*Exercise task*: Find the line containing "Return one point for each instance of the bus wheel.". Return it and every line after it, unchanged, up to and including the last line.

*Record list*:
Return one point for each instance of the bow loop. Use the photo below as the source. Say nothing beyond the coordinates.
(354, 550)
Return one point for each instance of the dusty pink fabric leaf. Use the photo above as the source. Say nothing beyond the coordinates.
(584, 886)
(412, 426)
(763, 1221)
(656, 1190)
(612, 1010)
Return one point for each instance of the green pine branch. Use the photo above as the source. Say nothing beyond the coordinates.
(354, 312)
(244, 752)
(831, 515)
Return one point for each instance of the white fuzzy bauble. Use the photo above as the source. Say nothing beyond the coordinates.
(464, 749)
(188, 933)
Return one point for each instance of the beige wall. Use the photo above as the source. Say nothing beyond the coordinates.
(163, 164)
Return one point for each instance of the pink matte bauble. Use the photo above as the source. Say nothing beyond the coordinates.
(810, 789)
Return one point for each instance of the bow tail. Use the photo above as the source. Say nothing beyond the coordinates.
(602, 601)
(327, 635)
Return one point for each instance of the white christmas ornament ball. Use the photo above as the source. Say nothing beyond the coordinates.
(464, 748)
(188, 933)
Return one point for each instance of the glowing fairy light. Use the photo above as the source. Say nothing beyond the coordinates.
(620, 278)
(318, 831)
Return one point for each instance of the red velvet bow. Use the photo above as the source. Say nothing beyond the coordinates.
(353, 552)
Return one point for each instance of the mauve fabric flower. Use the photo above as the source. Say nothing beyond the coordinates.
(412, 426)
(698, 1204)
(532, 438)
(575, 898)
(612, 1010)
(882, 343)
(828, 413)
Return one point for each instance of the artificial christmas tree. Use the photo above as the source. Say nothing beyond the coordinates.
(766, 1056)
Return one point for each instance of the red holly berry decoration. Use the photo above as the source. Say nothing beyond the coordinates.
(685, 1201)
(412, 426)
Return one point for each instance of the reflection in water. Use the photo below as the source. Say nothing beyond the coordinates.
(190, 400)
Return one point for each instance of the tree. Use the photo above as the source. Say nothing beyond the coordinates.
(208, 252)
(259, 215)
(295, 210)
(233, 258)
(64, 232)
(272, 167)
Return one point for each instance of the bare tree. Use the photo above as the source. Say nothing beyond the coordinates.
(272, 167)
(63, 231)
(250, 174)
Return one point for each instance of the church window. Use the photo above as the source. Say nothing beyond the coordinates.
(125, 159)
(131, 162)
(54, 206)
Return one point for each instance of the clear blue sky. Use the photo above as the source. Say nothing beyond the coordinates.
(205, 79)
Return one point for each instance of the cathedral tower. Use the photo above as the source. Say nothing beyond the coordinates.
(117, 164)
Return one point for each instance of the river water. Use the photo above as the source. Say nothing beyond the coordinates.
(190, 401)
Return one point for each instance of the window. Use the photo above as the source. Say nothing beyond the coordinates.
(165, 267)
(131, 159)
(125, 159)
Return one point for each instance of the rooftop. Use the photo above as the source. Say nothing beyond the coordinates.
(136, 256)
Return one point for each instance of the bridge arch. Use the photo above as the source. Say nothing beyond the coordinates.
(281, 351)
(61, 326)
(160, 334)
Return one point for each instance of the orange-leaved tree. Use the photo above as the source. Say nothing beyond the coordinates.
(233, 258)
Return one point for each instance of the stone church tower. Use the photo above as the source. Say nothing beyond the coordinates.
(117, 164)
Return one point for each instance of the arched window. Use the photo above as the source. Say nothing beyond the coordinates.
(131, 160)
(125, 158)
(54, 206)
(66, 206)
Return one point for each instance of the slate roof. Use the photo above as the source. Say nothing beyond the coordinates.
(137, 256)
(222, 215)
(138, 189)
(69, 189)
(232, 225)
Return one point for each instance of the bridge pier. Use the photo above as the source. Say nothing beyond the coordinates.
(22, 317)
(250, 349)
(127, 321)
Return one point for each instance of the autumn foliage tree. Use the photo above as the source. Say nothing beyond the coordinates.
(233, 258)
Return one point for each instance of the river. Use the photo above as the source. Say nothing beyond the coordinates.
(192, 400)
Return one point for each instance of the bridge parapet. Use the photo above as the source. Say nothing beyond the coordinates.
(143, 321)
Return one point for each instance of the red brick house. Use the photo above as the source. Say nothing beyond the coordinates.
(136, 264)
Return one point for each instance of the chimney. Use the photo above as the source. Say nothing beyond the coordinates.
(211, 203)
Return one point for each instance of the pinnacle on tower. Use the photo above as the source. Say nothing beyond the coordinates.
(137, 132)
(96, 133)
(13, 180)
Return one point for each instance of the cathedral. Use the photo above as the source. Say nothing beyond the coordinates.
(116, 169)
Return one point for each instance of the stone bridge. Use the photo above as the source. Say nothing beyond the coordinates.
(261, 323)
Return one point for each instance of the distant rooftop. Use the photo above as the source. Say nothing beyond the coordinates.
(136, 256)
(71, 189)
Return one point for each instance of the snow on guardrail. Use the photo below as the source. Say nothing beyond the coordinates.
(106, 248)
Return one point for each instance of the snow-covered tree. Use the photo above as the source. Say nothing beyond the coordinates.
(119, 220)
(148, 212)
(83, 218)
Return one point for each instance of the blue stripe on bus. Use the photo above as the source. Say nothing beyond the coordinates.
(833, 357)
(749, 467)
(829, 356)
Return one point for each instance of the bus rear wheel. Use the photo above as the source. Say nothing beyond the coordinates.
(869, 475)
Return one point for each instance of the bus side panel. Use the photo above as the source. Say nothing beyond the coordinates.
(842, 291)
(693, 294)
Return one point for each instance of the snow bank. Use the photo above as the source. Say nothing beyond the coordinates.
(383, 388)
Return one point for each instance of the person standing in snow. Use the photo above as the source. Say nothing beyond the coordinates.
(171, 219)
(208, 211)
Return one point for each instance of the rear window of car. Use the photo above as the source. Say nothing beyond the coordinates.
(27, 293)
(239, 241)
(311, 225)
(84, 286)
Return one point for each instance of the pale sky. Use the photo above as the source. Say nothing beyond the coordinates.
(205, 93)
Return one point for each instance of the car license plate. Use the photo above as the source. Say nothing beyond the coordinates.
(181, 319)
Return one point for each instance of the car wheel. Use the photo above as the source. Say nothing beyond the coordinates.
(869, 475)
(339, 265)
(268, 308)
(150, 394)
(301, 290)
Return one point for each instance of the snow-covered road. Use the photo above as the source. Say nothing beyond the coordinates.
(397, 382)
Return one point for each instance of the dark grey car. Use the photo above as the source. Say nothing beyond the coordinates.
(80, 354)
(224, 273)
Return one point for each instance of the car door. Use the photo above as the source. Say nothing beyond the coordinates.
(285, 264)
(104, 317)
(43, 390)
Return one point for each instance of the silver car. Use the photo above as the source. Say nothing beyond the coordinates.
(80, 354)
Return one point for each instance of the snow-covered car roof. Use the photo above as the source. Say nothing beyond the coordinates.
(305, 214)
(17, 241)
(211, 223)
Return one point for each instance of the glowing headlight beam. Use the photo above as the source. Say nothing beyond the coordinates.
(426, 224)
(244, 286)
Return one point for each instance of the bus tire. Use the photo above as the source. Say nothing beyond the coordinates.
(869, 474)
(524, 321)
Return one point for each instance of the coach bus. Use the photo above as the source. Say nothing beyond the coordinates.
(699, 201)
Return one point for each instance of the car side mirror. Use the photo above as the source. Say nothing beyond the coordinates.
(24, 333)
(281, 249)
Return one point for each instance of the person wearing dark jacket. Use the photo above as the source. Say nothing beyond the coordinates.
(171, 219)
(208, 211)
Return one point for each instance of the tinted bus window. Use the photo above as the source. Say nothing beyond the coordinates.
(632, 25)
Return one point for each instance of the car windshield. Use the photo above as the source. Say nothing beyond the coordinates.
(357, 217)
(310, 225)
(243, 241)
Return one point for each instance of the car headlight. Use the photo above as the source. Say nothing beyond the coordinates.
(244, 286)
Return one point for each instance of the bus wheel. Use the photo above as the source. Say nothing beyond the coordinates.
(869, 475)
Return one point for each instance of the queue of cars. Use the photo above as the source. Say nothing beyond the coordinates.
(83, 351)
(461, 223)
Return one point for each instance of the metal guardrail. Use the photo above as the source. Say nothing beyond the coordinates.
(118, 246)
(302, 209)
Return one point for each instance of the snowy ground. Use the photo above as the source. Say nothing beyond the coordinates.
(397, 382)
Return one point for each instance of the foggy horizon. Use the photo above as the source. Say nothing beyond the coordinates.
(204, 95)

*Task response*:
Return one point for each instance of the bus wheel. Use the photo above as the source. Say nothing beyond the coordinates.
(869, 475)
Return one point for each instance of the queue of cars. Use the photo above as the source. Say nothing beyond the coordinates.
(83, 351)
(461, 223)
Return one point for each instance of the metal guardrail. Use the photo above as the source. Say nothing beyond the coordinates.
(118, 246)
(302, 209)
Return one point for each instance of the snowy ground. Use the photo above as the source. Say nothing beyond the coordinates.
(397, 382)
Return one point for each instance of the foggy horizon. Use the photo above as the source. Say nothing beyond the coordinates.
(204, 95)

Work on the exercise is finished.